Given passage Start Marker

Machine Learning Medical Devices: How MDR Applies to Adaptive Algorithms

Quick Summary

How MDR Rule 11, intended purpose, and significant-change rules apply to machine learning medical devices and adaptive algorithms.

The MDR was written for static products. Machine learning models are not static. The way founders bridge that gap is by fixing the intended purpose tightly, freezing the model for each release, and treating every meaningful retraining as a potential significant change under Article 52. The regulation does not forbid learning. It forbids unmonitored learning on the market.

By Tibor Zechmeister and Felix Lenhard.

TL;DR

MDR classifies software by Annex VIII Rule 11; most diagnostic or therapy-driving ML is Class IIa or higher.
The regulation assumes a device is the same today as when it was certified. Adaptive models break that assumption.
The practical pattern that works today is a locked model per release, with retraining handled as a controlled change.
"Significant change" (MDR Article 52, Annex IX/X) decides whether retraining triggers a new conformity assessment.
Intended purpose under Article 2(12) is the lever: narrow it, and you define what the model is allowed to do.
MDCG 2019-11 Rev.1 (June 2025) is the authoritative reading for software qualification and Rule 11 application.

Why this matters

A founder walked into a review last year with a beautiful diagnostic model. It got better every week because it retrained nightly on new hospital data. The demo was impressive. The problem: the device that had been placed on the market on Monday was, by technical definition, a different device on Friday. No one had described that drift in the technical documentation. No one had defined the envelope inside which the model was allowed to change. The notified body did not accept the submission.

This is the core tension. MDR treats a medical device as a fixed artifact with a fixed intended purpose, placed on the market in a defined state. Machine learning is a moving target. The gap between those two realities is where most AI MedTech startups stumble.

The good news is that the MDR framework has enough flex to accommodate machine learning. If you understand which levers the regulation actually gives you.

What MDR actually says

Article 2(12). Intended purpose. "Intended purpose means the use for which a device is intended according to the data supplied by the manufacturer on the label, in the instructions for use or in promotional or sales materials or statements and as specified by the manufacturer in the clinical evaluation."

This matters because intended purpose is not a marketing statement. It is a regulatory boundary. Whatever the model learns to do outside that boundary is, legally, a new device.

Given passage End Marker

▶ [Work to complete]
A. According to the page on MDR and machine learning, what does the regulation forbid?
B. Please copy the page on MDR and machine learning from the words "How MDR Rule" through the words "a controlled change.", and swap every "regulation" for "law".

Dataset extract Start Marker

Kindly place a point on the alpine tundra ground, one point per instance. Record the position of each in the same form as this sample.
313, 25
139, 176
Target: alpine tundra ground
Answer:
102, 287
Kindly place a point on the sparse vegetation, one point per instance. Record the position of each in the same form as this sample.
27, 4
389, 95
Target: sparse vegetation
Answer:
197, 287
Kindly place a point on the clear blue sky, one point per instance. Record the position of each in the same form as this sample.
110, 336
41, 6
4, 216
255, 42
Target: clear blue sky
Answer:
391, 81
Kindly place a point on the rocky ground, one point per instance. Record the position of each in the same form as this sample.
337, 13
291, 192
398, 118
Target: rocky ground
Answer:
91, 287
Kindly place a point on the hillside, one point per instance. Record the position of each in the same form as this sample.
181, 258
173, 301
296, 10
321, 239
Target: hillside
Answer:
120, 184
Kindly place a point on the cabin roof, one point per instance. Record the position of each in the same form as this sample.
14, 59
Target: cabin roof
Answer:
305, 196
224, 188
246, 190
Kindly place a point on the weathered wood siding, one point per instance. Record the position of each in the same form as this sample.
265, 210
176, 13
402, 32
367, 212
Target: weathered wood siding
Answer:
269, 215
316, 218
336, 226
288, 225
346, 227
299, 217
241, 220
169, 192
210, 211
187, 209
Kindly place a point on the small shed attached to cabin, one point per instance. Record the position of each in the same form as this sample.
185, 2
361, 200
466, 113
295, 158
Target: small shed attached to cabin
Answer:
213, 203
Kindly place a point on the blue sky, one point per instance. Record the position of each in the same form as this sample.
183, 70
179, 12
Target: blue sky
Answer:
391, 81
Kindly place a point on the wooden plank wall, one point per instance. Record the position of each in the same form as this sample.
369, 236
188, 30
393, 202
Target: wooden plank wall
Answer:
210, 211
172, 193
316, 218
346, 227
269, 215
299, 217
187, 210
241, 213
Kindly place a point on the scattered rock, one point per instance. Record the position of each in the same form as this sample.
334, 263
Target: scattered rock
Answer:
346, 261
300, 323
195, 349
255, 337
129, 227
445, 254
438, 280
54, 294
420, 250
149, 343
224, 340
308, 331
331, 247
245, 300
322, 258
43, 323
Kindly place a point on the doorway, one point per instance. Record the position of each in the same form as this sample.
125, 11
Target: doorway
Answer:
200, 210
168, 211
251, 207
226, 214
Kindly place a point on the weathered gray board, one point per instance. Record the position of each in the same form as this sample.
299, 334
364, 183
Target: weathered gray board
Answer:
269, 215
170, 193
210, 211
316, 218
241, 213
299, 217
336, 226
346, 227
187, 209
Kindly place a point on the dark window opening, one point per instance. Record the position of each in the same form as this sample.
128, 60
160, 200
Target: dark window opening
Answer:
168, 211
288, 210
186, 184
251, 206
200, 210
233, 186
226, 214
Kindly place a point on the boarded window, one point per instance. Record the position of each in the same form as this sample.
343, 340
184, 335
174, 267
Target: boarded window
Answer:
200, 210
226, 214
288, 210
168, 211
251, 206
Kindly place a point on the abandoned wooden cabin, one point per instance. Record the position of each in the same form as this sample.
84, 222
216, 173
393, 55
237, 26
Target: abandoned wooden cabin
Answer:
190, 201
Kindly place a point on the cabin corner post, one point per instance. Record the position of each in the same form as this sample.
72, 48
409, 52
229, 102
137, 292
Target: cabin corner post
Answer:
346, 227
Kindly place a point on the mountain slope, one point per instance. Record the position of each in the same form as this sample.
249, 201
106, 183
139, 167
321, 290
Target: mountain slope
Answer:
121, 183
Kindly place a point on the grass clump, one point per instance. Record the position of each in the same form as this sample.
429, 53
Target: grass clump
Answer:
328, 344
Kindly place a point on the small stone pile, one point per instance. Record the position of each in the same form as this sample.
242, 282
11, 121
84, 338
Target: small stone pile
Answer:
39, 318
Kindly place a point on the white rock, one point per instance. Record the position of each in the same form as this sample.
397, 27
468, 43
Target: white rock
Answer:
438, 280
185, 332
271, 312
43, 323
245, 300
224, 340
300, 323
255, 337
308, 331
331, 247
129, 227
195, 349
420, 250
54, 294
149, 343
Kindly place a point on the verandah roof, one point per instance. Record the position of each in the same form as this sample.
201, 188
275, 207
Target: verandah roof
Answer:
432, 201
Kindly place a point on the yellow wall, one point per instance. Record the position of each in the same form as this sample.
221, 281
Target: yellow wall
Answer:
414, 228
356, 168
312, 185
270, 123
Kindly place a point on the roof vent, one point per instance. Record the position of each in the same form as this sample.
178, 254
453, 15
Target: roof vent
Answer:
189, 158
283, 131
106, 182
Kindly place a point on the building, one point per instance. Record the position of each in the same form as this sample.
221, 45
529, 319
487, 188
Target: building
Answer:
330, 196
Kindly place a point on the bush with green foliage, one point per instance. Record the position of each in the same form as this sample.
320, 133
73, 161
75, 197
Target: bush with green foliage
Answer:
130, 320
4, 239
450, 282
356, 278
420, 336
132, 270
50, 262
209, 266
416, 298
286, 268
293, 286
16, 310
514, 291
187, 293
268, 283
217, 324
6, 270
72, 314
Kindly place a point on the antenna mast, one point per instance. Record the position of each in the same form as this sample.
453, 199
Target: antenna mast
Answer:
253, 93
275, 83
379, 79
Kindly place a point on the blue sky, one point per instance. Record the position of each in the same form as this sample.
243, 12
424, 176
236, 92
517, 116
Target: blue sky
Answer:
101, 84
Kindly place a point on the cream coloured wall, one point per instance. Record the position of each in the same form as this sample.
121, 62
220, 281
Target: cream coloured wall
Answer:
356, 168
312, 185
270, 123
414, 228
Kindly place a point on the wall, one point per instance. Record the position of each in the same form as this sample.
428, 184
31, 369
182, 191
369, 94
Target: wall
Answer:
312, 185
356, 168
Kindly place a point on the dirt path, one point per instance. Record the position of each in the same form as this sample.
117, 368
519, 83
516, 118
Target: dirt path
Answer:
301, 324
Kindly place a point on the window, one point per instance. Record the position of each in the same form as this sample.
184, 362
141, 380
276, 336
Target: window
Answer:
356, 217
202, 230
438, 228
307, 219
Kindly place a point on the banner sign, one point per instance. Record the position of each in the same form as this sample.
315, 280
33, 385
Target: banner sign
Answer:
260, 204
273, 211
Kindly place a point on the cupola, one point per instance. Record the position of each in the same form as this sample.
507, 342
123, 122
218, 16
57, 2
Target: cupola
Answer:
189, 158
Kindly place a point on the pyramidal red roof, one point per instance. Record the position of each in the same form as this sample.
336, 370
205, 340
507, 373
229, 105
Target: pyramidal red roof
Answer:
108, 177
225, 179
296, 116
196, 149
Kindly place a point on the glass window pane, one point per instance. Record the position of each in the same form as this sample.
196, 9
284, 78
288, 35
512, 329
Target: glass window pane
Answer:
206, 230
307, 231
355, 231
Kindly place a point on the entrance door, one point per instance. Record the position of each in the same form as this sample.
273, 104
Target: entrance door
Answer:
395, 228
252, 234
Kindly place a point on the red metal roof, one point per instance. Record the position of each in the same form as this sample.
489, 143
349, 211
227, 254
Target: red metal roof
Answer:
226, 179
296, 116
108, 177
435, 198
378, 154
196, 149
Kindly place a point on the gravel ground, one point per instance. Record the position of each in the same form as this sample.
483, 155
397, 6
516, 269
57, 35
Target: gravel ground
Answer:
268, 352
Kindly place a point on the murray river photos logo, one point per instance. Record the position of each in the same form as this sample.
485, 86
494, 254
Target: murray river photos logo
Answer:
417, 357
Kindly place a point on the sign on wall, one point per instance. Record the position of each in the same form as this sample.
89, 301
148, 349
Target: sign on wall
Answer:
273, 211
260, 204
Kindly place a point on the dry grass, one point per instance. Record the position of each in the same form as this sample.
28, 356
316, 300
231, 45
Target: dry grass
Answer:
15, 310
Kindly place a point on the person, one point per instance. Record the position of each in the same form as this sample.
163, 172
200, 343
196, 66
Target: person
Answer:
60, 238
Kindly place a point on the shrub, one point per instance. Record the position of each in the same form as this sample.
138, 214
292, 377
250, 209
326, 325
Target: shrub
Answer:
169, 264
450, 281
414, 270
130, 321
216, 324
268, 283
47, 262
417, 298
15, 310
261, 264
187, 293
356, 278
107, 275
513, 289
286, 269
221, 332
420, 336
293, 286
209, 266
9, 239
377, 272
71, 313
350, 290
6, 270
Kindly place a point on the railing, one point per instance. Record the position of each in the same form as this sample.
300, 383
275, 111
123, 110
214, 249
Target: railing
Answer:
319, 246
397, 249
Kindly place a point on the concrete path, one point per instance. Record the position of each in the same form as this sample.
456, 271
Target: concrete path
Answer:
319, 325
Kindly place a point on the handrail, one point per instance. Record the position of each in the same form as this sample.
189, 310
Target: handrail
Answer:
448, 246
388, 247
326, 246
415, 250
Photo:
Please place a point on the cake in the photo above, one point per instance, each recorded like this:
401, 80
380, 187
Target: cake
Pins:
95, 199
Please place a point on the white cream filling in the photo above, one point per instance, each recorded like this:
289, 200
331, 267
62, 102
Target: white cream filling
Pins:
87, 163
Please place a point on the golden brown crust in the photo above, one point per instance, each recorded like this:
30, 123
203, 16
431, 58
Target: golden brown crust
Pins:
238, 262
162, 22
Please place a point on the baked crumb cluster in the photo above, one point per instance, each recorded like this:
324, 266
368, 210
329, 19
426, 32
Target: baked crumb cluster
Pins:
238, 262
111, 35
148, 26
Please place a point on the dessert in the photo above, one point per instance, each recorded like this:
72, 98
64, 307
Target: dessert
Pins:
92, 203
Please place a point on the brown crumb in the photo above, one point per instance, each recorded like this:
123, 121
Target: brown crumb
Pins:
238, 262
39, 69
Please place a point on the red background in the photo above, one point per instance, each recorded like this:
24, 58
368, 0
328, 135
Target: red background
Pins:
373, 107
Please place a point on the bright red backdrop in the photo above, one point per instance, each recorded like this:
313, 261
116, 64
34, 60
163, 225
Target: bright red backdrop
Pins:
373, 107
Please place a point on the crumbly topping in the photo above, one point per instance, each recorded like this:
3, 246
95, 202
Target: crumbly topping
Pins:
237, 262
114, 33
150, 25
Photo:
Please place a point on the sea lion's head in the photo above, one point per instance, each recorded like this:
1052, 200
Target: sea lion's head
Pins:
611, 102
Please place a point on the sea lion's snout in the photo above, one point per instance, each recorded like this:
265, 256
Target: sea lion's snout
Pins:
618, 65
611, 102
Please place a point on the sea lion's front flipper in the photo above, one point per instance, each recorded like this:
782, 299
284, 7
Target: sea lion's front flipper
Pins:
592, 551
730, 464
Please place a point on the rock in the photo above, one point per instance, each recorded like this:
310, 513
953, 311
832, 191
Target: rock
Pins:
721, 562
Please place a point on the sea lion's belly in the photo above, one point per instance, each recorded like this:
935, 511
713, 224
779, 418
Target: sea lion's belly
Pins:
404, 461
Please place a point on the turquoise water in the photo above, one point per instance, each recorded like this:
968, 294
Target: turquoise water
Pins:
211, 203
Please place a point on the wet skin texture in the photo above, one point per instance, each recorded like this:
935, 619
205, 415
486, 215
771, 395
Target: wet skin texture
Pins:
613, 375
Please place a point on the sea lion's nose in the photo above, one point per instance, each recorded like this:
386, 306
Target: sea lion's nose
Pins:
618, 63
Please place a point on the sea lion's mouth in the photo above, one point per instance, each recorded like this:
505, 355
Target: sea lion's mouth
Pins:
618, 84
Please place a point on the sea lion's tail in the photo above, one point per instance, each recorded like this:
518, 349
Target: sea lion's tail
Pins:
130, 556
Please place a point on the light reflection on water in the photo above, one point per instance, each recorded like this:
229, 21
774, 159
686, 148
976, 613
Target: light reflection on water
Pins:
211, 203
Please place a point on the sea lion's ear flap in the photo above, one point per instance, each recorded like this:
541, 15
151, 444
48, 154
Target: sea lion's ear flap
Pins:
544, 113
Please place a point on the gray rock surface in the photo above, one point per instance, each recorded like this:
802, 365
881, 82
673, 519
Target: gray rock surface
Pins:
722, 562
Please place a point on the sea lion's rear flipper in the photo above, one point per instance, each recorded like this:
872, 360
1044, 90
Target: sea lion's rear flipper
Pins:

Dataset extract End Marker

▶ [Answer list]
A. Unmonitored learning on the market.

B.
How MDR Rule 11, intended purpose, and significant-change rules apply to machine learning medical devices and adaptive algorithms.

The MDR was written for static products. Machine learning models are not static. The way founders bridge that gap is by fixing the intended purpose tightly, freezing the model for each release, and treating every meaningful retraining as a potential significant change under Article 52. The law does not forbid learning. It forbids unmonitored learning on the market.

By Tibor Zechmeister and Felix Lenhard.

TL;DR

MDR classifies software by Annex VIII Rule 11; most diagnostic or therapy-driving ML is Class IIa or higher.
The law assumes a device is the same today as when it was certified. Adaptive models break that assumption.
The practical pattern that works today is a locked model per release, with retraining handled as a controlled change.